Supplied entries
* Begin *

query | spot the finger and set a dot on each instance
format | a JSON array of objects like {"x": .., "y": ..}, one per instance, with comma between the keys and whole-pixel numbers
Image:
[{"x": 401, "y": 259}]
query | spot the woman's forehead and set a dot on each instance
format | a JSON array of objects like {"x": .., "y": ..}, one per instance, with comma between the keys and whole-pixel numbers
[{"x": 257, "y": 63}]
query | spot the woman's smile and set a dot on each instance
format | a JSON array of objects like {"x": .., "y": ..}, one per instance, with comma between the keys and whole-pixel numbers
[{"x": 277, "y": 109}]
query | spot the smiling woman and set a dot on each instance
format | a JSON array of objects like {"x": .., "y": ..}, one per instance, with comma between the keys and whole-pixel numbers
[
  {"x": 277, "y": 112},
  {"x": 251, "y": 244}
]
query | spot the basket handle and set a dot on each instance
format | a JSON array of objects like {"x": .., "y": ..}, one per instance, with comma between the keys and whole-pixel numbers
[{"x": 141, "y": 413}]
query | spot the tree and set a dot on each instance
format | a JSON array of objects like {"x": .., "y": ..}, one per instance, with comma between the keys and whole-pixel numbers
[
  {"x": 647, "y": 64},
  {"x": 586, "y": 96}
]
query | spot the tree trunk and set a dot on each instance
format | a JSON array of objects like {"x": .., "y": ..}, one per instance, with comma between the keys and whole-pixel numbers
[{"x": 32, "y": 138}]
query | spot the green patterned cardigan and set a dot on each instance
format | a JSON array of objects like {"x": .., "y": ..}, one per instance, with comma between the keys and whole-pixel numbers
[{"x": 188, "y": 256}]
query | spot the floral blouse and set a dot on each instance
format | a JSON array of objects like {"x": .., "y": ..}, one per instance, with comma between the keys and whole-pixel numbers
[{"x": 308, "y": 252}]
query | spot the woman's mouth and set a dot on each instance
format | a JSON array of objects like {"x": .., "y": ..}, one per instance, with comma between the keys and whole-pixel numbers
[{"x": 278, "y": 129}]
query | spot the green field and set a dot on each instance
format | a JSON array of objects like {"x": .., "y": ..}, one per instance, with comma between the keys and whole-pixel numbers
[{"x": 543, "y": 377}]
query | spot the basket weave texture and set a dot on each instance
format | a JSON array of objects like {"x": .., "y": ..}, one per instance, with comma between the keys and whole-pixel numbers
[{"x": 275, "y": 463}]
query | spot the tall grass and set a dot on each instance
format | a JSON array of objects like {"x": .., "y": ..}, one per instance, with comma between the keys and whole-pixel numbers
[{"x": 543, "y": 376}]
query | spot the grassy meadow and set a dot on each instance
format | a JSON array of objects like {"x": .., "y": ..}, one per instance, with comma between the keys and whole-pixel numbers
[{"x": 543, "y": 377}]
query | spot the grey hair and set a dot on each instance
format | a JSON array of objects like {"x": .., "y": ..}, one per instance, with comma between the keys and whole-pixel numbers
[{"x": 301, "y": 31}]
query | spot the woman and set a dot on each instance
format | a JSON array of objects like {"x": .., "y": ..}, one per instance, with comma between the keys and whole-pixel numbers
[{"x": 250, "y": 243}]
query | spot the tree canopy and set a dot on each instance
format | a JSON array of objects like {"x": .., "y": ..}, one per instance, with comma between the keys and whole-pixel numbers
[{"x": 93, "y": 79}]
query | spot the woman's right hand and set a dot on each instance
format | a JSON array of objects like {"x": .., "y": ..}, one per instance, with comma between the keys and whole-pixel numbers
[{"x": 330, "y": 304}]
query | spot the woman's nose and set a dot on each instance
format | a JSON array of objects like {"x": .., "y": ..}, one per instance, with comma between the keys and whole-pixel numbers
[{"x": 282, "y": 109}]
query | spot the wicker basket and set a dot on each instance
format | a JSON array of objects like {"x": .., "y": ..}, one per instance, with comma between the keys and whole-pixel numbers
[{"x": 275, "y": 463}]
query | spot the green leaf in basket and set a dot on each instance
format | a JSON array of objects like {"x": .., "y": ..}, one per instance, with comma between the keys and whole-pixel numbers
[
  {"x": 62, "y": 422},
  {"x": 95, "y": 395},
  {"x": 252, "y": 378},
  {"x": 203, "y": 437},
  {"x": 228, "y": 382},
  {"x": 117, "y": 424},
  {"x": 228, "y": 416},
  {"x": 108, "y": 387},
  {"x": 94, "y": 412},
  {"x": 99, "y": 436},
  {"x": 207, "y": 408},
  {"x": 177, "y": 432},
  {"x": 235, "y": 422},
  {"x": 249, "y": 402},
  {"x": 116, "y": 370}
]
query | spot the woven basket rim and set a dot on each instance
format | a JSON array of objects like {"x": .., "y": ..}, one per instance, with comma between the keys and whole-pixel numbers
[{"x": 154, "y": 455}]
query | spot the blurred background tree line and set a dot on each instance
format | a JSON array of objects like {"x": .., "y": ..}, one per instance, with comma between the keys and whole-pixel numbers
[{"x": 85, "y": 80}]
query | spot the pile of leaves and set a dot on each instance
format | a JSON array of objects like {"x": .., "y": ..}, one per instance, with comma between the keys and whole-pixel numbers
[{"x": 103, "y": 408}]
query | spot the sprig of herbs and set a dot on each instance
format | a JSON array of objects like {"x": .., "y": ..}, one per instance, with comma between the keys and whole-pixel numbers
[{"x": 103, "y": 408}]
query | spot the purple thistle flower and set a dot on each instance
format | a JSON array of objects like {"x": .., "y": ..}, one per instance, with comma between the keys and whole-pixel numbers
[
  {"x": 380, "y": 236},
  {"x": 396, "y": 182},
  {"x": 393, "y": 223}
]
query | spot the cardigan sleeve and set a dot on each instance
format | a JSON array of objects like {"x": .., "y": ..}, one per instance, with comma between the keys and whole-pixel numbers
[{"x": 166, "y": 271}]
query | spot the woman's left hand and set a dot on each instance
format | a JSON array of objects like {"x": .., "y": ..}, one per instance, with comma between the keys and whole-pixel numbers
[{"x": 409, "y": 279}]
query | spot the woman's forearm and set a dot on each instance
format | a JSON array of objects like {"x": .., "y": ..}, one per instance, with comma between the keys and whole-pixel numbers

* End *

Task prompt
Each entry above is to be set down again in exactly the same words.

Output below
query | spot the finger and set a dot on each instance
format | a JSON array of objects like {"x": .., "y": ..}, one per instance, with comma between the keys and whole-pixel numbers
Image:
[{"x": 401, "y": 259}]
query | spot the woman's forehead and set a dot on each instance
format | a JSON array of objects like {"x": .., "y": ..}, one per instance, with comma between the keys and whole-pixel numbers
[{"x": 257, "y": 63}]
query | spot the woman's smile and set a dot on each instance
format | a JSON array of objects like {"x": .., "y": ..}, one per instance, with comma between the keys and whole-pixel numbers
[{"x": 277, "y": 109}]
query | spot the smiling woman and set a dot on each instance
format | a JSON array of objects like {"x": .., "y": ..}, one per instance, with comma between the keys and whole-pixel numbers
[
  {"x": 277, "y": 112},
  {"x": 251, "y": 244}
]
query | spot the basket handle and set a dot on each instance
format | a JSON array of objects like {"x": .., "y": ..}, one per instance, with comma between the keys and whole-pixel numbers
[{"x": 141, "y": 413}]
query | spot the tree and set a dot on each instance
format | a JSON array of objects like {"x": .., "y": ..}, one per instance, with comma between the keys and whole-pixel numbers
[
  {"x": 647, "y": 64},
  {"x": 586, "y": 96}
]
query | spot the tree trunk and set a dot on each instance
format | a JSON array of objects like {"x": .., "y": ..}, one per instance, with comma between the keys and whole-pixel numbers
[{"x": 32, "y": 138}]
query | spot the green patterned cardigan and set a dot on each instance
format | a JSON array of objects like {"x": .., "y": ..}, one per instance, with comma between the keys and whole-pixel numbers
[{"x": 188, "y": 256}]
query | spot the floral blouse and set a dot on each instance
format | a JSON array of objects like {"x": .., "y": ..}, one per instance, with comma between the keys and whole-pixel numbers
[{"x": 308, "y": 252}]
query | spot the woman's mouth and set a dot on each instance
format | a JSON array of objects like {"x": .., "y": ..}, one per instance, with comma between the keys and whole-pixel numbers
[{"x": 278, "y": 129}]
query | spot the green field and set a dot on each instance
format | a JSON array of objects like {"x": .., "y": ..}, one per instance, with comma between the keys and whole-pixel numbers
[{"x": 543, "y": 377}]
query | spot the basket weave texture and set a dot on each instance
format | a JSON array of objects like {"x": .., "y": ..}, one per instance, with comma between the keys and whole-pixel numbers
[{"x": 275, "y": 463}]
query | spot the tall grass and set a dot on each instance
format | a JSON array of objects like {"x": .., "y": ..}, one per instance, with comma between the keys and whole-pixel numbers
[{"x": 543, "y": 376}]
query | spot the grassy meadow and set a dot on each instance
format | a JSON array of objects like {"x": .., "y": ..}, one per instance, with comma between the keys and whole-pixel numbers
[{"x": 543, "y": 377}]
query | spot the grey hair and set a dot on each instance
format | a JSON array of objects like {"x": .., "y": ..}, one per instance, with comma between the keys and whole-pixel numbers
[{"x": 301, "y": 31}]
query | spot the woman and set a dot on each instance
format | a JSON array of objects like {"x": .., "y": ..}, one per instance, with comma between the keys and whole-pixel numbers
[{"x": 250, "y": 243}]
query | spot the tree canopy and set a dot on each instance
format | a JSON array of objects like {"x": .., "y": ..}, one per instance, with comma between the keys and whole-pixel numbers
[{"x": 93, "y": 79}]
query | spot the woman's right hand and set a dot on each instance
format | a JSON array of objects like {"x": .., "y": ..}, one per instance, with comma between the keys and whole-pixel numbers
[{"x": 330, "y": 304}]
query | spot the woman's nose and set a dot on each instance
format | a JSON array of objects like {"x": .., "y": ..}, one per instance, with comma between the keys and whole-pixel numbers
[{"x": 282, "y": 109}]
query | spot the wicker basket and set a dot on each instance
format | a JSON array of objects like {"x": .., "y": ..}, one per instance, with comma between the keys and whole-pixel numbers
[{"x": 275, "y": 463}]
query | spot the green leaf in basket and set a dot on each instance
format | a JSON array of objects like {"x": .., "y": ..}, one per instance, with comma between the keys and whole-pixel numbers
[
  {"x": 62, "y": 422},
  {"x": 95, "y": 395},
  {"x": 252, "y": 378},
  {"x": 203, "y": 437},
  {"x": 228, "y": 382},
  {"x": 117, "y": 424},
  {"x": 228, "y": 416},
  {"x": 108, "y": 387},
  {"x": 94, "y": 412},
  {"x": 99, "y": 436},
  {"x": 207, "y": 408},
  {"x": 177, "y": 432},
  {"x": 235, "y": 422},
  {"x": 249, "y": 402},
  {"x": 116, "y": 370}
]
query | spot the woven basket rim and set a dot on each instance
format | a JSON array of objects like {"x": .., "y": ..}, one per instance, with comma between the keys and whole-pixel numbers
[{"x": 154, "y": 455}]
query | spot the blurred background tree line and set a dot on each instance
format | a JSON array of objects like {"x": .., "y": ..}, one per instance, with comma between the keys and whole-pixel numbers
[{"x": 85, "y": 80}]
query | spot the pile of leaves and set a dot on each instance
format | a JSON array of objects like {"x": .., "y": ..}, one per instance, with comma between the keys and whole-pixel numbers
[{"x": 103, "y": 408}]
query | spot the sprig of herbs and set a dot on each instance
format | a JSON array of objects like {"x": .., "y": ..}, one per instance, with comma between the keys and whole-pixel numbers
[{"x": 103, "y": 408}]
query | spot the purple thistle flower and set a dot on each instance
format | a JSON array of objects like {"x": .., "y": ..}, one per instance, with comma between the keys and whole-pixel numbers
[
  {"x": 380, "y": 236},
  {"x": 396, "y": 182},
  {"x": 393, "y": 223}
]
query | spot the cardigan sleeve and set a dot on each instance
format | a JSON array of objects like {"x": .., "y": ..}, one per instance, with comma between the keys and whole-pixel numbers
[{"x": 166, "y": 271}]
query | spot the woman's left hand and set a dot on each instance
format | a JSON array of objects like {"x": .., "y": ..}, one per instance, with comma between the keys and whole-pixel numbers
[{"x": 409, "y": 279}]
query | spot the woman's forearm and set a dot on each instance
format | a JSON array of objects like {"x": .., "y": ..}, one per instance, with comma between the keys and whole-pixel numbers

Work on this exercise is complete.